• **Dataset entries**:
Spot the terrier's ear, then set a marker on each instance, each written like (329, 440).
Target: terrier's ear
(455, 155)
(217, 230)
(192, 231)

• **WORK TO COMPLETE**:
All of the entries are to be transcribed exactly.

• **ANSWER**:
Spot the terrier's ear, then set a marker on each instance, each written like (329, 440).
Target: terrier's ear
(455, 155)
(217, 230)
(192, 231)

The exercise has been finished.